TEXTE FOURNI:
I. Origine historique du principe
Sous l’ancien régime, la législation pénale laissait aux juges une grande latitude pour définir les comportements répréhensibles et fixer les peines applicables. Dès lors, plusieurs auteurs dénoncent l’arbitraire des sanctions pénales. Montesquieu dans De l’esprit des lois (1748) et Beccaria dans Des délits et des peines (1765) appellent de leur vœux un meilleur encadrement de la répression par la loi.
C’est le sens de l’adage « Nullum crimen nulla poena sine lege » (pas de crime, pas de peine, sans loi) {1}.
La Déclaration des droits de l’homme et du citoyen du 17 août 1789 consacre pour la première fois expressément le principe de légalité (articles 5 et 8). Aujourd’hui, la légalité constitue un principe essentiel de notre droit pénal, et est l’une des raisons d’être du principe de non rétroactivité de la loi pénale plus sévère {2}.
II. Fondements textuels
La légalité criminelle est consacrée tant en droit international {3} qu’en droit européen et interne :
Art 7§1 de la CESDH {4} : « 1. Nul ne peut être condamné pour une action ou une omission qui, au moment où elle a été commise, ne constituait pas une infraction d’après le droit national ou international. De même il n’est infligé aucune peine plus forte que celle qui était applicable au moment où l’infraction a été commise »
Article 5 de la DDHC {5} : « La loi n'a le droit de défendre que les actions nuisibles à la société. Tout ce qui n'est pas défendu par la loi ne peut être empêché, et nul ne peut être contraint à faire ce qu'elle n'ordonne pas. »
Article 8 de la DDHC : « La loi ne doit établir que des peines strictement et évidemment nécessaires, et nul ne peut être puni qu'en vertu d'une loi établie et promulguée antérieurement au délit, et légalement appliquée. »

Extraits du jeu de données de pointage
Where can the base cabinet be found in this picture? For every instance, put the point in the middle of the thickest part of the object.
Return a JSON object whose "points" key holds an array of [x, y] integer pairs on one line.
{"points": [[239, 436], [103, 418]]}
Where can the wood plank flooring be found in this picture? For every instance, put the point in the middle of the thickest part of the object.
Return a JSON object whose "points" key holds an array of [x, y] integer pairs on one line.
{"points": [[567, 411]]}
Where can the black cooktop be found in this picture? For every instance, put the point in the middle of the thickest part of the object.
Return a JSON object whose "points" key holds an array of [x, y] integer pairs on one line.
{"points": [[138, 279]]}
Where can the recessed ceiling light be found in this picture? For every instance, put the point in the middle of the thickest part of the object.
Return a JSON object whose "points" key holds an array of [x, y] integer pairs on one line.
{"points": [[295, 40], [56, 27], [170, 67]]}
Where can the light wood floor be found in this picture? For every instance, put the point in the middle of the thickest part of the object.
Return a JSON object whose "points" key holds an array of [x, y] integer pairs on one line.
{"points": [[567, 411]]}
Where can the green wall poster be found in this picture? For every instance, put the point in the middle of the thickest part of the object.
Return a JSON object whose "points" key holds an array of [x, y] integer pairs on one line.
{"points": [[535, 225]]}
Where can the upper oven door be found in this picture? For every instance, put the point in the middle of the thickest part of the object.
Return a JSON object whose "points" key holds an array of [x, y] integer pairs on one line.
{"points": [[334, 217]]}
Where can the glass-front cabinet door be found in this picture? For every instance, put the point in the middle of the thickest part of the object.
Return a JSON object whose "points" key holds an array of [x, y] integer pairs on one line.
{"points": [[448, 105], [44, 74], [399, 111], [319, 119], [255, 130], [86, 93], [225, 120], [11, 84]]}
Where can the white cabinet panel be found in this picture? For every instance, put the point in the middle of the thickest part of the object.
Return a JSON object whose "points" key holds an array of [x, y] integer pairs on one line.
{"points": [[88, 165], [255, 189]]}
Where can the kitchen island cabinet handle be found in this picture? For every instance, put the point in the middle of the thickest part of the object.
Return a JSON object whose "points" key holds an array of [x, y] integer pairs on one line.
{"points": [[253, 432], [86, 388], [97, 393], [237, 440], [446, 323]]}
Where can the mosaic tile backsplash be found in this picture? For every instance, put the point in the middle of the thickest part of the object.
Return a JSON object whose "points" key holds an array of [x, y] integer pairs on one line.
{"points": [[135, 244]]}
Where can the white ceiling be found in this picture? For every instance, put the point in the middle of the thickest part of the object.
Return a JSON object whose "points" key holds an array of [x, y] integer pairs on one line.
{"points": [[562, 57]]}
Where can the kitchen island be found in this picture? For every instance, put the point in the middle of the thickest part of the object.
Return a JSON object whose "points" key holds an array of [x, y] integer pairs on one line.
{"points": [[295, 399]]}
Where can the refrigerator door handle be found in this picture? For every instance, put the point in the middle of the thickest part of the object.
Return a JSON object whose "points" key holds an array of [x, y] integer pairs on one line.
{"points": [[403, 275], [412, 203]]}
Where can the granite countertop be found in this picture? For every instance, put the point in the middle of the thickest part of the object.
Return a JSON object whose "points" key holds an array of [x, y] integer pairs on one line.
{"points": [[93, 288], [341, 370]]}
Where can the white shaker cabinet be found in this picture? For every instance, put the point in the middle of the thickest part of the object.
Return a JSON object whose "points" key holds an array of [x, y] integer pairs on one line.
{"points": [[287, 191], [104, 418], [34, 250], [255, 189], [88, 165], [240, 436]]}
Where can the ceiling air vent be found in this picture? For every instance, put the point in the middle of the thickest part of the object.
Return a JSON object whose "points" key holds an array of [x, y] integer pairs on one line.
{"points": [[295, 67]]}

CONSIGNES ET EXIGENCES:
Recopiez fidèlement le passage du texte sur le principe de légalité qui va de « I. Origine historique » jusqu'à « par la loi. » inclus.

RÉPONSE ATTENDUE:
I. Origine historique du principe
Sous l’ancien régime, la législation pénale laissait aux juges une grande latitude pour définir les comportements répréhensibles et fixer les peines applicables. Dès lors, plusieurs auteurs dénoncent l’arbitraire des sanctions pénales. Montesquieu dans De l’esprit des lois (1748) et Beccaria dans Des délits et des peines (1765) appellent de leur vœux un meilleur encadrement de la répression par la loi.